Exercise goal >> Write each record again exactly as it stands.

··········

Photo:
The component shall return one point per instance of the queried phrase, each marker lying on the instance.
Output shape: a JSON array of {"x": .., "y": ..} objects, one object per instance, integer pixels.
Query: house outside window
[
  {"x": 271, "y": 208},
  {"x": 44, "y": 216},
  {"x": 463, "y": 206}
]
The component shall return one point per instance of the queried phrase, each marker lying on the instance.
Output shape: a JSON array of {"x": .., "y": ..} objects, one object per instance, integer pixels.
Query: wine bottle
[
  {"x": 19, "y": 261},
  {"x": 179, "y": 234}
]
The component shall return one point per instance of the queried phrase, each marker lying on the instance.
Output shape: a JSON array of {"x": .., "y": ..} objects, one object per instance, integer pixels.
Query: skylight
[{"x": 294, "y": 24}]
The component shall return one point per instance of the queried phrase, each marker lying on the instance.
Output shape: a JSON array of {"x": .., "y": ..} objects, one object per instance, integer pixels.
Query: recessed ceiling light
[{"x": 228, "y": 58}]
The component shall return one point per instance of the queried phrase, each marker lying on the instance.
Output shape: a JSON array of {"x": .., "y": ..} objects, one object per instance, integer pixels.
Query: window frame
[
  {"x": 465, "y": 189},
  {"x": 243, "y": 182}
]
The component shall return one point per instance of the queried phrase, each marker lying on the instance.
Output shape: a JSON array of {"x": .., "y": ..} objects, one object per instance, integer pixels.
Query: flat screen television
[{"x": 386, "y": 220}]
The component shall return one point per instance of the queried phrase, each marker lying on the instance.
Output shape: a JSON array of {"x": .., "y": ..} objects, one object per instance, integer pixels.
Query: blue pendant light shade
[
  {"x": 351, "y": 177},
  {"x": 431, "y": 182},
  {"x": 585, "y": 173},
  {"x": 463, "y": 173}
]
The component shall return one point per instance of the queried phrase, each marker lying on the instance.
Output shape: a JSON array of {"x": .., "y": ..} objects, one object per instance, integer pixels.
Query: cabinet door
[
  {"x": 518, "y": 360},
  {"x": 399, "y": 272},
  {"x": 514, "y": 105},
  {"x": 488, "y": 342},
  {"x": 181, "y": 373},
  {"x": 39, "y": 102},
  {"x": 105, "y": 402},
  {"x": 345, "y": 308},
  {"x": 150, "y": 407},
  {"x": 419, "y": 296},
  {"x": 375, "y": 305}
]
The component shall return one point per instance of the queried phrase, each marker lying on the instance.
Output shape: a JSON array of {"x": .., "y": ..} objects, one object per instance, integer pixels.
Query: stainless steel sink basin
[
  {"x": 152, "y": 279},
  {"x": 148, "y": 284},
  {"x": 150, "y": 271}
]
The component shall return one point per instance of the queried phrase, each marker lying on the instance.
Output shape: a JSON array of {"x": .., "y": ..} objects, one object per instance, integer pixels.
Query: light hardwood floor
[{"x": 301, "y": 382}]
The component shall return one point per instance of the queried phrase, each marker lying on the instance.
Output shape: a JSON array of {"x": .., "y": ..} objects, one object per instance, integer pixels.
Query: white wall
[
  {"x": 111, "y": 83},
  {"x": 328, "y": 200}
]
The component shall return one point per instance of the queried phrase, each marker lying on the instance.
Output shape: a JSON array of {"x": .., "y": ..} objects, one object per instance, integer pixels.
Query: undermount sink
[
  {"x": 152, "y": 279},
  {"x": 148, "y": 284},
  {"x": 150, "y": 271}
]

··········

Answer in full >>
Photo:
The component shall return one point per instance of the queried phrase, each marker lying on the instance.
Output shape: a JSON array of {"x": .., "y": ..} objects, one object per instance, integer pixels.
Query: house outside window
[
  {"x": 271, "y": 208},
  {"x": 44, "y": 216},
  {"x": 463, "y": 206}
]
The component shall return one point per instance of the queried phrase, each marker lying on the instance.
Output shape: a JSON array of {"x": .., "y": ..} objects, one object per instance, integer pixels.
Query: wine bottle
[
  {"x": 19, "y": 261},
  {"x": 179, "y": 234}
]
The component shall return one point per instance of the queried phrase, each marker lying on the instance.
Output shape: a JSON array of {"x": .., "y": ..} objects, one object per instance, integer pixels.
Query: skylight
[{"x": 294, "y": 24}]
The component shall return one point per instance of the queried phrase, each marker lying on the instance.
Output shape: a JSON array of {"x": .., "y": ..} objects, one object per instance, integer pixels.
Query: recessed ceiling light
[{"x": 228, "y": 58}]
The component shall return one point per instance of the queried phrase, each marker lying on the instance.
Output shape: a JSON array of {"x": .., "y": ..} objects, one object per instance, integer pixels.
Query: window frame
[
  {"x": 465, "y": 189},
  {"x": 243, "y": 182}
]
The component shall return one point per instance of the queried phrase, each marker lying on the instance.
Output shape: a JSON array of {"x": .., "y": ..} objects, one object per instance, integer pixels.
Query: flat screen television
[{"x": 386, "y": 220}]
The component shall return one point per instance of the queried phrase, each marker lying on the instance.
Output shape: a JSON array of {"x": .., "y": ..} objects, one object per instance, integer pixels.
Query: blue pendant light shade
[
  {"x": 351, "y": 177},
  {"x": 431, "y": 182},
  {"x": 585, "y": 173},
  {"x": 463, "y": 173}
]
The component shall return one point per instance of the queried phrase, each marker lying on the instance.
Output shape: a JSON array of {"x": .., "y": ..} objects, one object per instance, integer pixels.
Query: cabinet door
[
  {"x": 518, "y": 360},
  {"x": 399, "y": 272},
  {"x": 514, "y": 105},
  {"x": 488, "y": 342},
  {"x": 181, "y": 373},
  {"x": 39, "y": 102},
  {"x": 105, "y": 402},
  {"x": 345, "y": 308},
  {"x": 150, "y": 407},
  {"x": 419, "y": 296},
  {"x": 375, "y": 305}
]
The component shall return one point per instance of the queried phrase, each marker lying on the instance.
Output shape: a JSON array of {"x": .., "y": ..} objects, one object per instance, integer pixels.
Query: stainless steel sink basin
[
  {"x": 152, "y": 279},
  {"x": 148, "y": 284},
  {"x": 150, "y": 271}
]
The component shall return one point per instance of the queried phrase, each marker lying on the instance.
Output shape: a JSON array of {"x": .., "y": ..} objects, one object per instance, integer pixels.
Query: light hardwood floor
[{"x": 301, "y": 382}]
The component shall return one point per instance of the queried phrase, each marker lying on the instance.
Output shape: a JSON array of {"x": .., "y": ..} objects, one object per instance, integer pixels.
Query: white wall
[
  {"x": 111, "y": 83},
  {"x": 328, "y": 200}
]
The component shall return one point per instance of the queried phrase, each marker lying on the instance.
Output shape: a JSON array of {"x": .., "y": ..} objects, one object per instance, integer pixels.
Query: undermount sink
[
  {"x": 152, "y": 279},
  {"x": 148, "y": 284},
  {"x": 150, "y": 271}
]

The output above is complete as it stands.